## Exercise prompt
Pick up the write-up on Pepper, the holographic personal assistant project, after its last sentence and keep it going.

## Excerpted text
--- Start ---
Pepper

Multimodal Holographic Personal Assistant

INFORMATION

CONCEPTPepper – The Assistant explores how we communicate with technology can potentially become more intuitive, embodied, and emotionally resonant through multimodal interaction. Instead of relying solely on speech, Pepper perceives and responds to voice, gesture, facial expression, and body language, creating a more human-like communication experience.
This project reimagines the domestic AI assistant as a holographic presence, a playful ghost rendered through the Pepper’s Ghost illusion. Its form and behaviour merge art, design, and computation, aligning with my practice as an interactive designer and creative technologist who prototypes humane systems through technical experimentation.
The goal was to move beyond voice and screen based assistants and explore a future where technology listens, looks, and gestures just like we do.
IDEATIONIt has been predicted that the global virtual personal assistants’ market is estimated to grow annually at a rate of around 26.53% by 2030 (1). However, research has also indicated that there are still many barriers to people adopting the technology into their everyday lives(2). What can be designed to help people be more willing to incorporate this new technology into their routines and domestic spaces?
One of the major obstacles to people adopting virtual assistants into their everyday lives is a lack of trust that within the new technology(3). By providing a friendly, fun face (that does not fall into the uncanny valley) to the existing virtual assistant systems, it will hopefully allow the user to communicate more easily with the personal assistant system. This is where the idea for this project originated from. I wanted to see whether embodiment and visual feedback could improve users’ willingness to interact with digital assistants. To test and see if it was possible to develop a communication system that bridges human behaviour with real-time machine response. 
The concept for Pepper as a character emerged when researching different possibile presentation methods for an interactive assistant. I was particularly taken with the idea of a holographic assistant. Much existing 3D holographic technology, while beautiful to look at can be prohibitively expensive. For example, Voxon Photonics VX1 which physically builds holograms using millions of points of light (4), costs $11,700 USD plus shipping (5). This takes it well out of the price point of the average person. One way around this is using the Pepper’s Ghost holographic illusion. Originally patented in 1863 by John Henry Pepper and Henry Dircks, it was invented to create a ghost like illusion projection onto the stage (6). Today, artists like Joshua Ellingson can recreate this holographic effect using the same principles as the 1863 patent with just their phones and the top of their iced coffee lid (7).
Pepper then was directly inspired by the holographic system I was planning on using for the project. Not just their name, but also a ghostly avatar floating within the hologram. Using a ghost character had the benefit of being able to use a humanoid shape and face to support the multi-modal functionalities, but also allowing for enough stylization to avoid the uncanny valley. From there I was able to expand on the visual language of a ghost. Ethereal, translucent, a liminal space between digital and human. When considering this project, it was also important I took into consideration my own personal limitations. I'm still just a beginner when it comes to coding. However, companies like Open AI and Google have made it available for developers to use their existing virtual personal assistant technology with their apps (8). This means rather than trying to build an entire AI virtual assistant from scratch, I can ideally integrate this existing technology into the holographic interface I am developing.
--- End ---
## Given information
--- Start ---
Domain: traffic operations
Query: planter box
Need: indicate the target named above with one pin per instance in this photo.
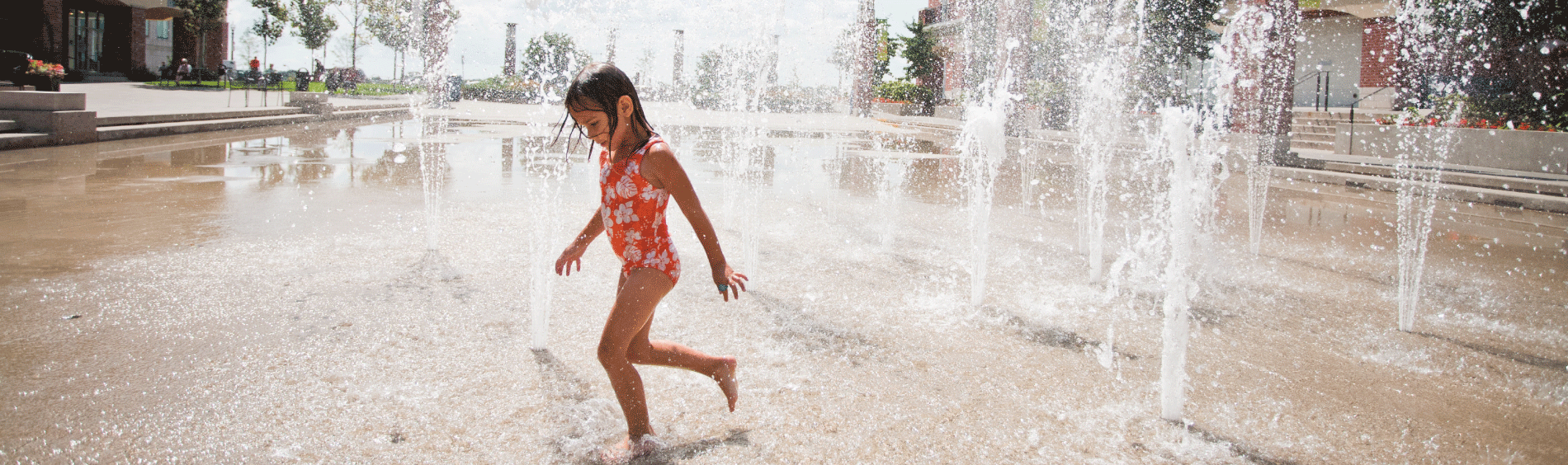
(1500, 149)
(40, 83)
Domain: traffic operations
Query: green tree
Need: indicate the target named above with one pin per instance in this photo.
(313, 22)
(924, 54)
(1175, 35)
(552, 60)
(392, 22)
(270, 27)
(358, 16)
(886, 49)
(203, 16)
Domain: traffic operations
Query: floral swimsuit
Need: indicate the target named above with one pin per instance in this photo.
(634, 214)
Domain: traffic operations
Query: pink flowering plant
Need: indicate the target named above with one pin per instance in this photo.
(46, 69)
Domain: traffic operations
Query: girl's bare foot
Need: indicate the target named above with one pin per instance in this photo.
(627, 449)
(726, 381)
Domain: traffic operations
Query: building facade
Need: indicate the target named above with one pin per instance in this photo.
(1348, 49)
(109, 36)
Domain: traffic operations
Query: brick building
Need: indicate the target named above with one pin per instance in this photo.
(107, 36)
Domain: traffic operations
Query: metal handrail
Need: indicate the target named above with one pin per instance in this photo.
(1350, 148)
(1301, 78)
(1320, 96)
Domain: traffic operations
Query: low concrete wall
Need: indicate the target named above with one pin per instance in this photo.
(1500, 149)
(43, 101)
(63, 116)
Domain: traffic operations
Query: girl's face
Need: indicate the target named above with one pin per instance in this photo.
(596, 124)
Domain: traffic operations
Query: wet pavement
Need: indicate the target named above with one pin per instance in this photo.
(270, 296)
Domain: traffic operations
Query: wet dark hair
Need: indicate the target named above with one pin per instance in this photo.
(599, 87)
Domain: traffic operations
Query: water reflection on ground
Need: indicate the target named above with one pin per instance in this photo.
(259, 294)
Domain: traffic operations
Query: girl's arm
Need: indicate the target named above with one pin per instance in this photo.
(662, 170)
(574, 252)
--- End ---
## Written response
WORKFLOWPhase 1 – Foundation Setup
Goal: Establish independent multimodal systems for perception and response.
Built:
3D ghost avatar with Unity Animator and 2D facial overlays
Custom ghost shader (transparency, Fresnel rim glow, animated noise)
Local WebSocket pipeline for Porcupine wake word → Whisper transcription → TTS response
MediaPipe integration for face, hand, and pose tracking
Outcome: Stable multimodal foundation with each sensor operating independently.
Phase 2 – Integration Architecture
Goal: Create a unified state-driven interaction system.
Built:
InteractionContext for centralized state management
MediaPipeIntegrationAdapter and MediaPipeGestureBridge for synchronising visual inputs
CompositeGestureRecognizer and ResponseGenerator for contextual reactions
GestureDefinitionSO library for reusable pattern definitions
Challenges: Missing namespace references, incomplete coroutine and pattern logic.
Solutions: Defined pattern classes, added LINQ extensions, implemented full evaluation logic, and unified coroutine flow.
Result: Functional architecture linking all perception systems into a cohesive, event-driven response network.
Phase 3 – MediaPipe Image Disposal Crisis
Problem: Multiple detectors (face, hand, pose) shared a single webcam stream; one disposed of it before others finished processing.
Solution: Reordered detection sequence; moved gesture recognition before disposal; shifted modes — SYNC for pose, VIDEO for hands.
Outcome: Stable image lifecycle and fully functional gesture detection (e.g., “sad_wave”).
Phase 4 – Facial Blendshape Mystery
Problem: MediaPipe’s blendshape objects returned no readable data.
Discovery: The property names differed from expected labels.
Solution: Used reflection to inspect MediaPipe’s live object structure, rewrote extraction logic, reconnected adapters, and added full debug logging.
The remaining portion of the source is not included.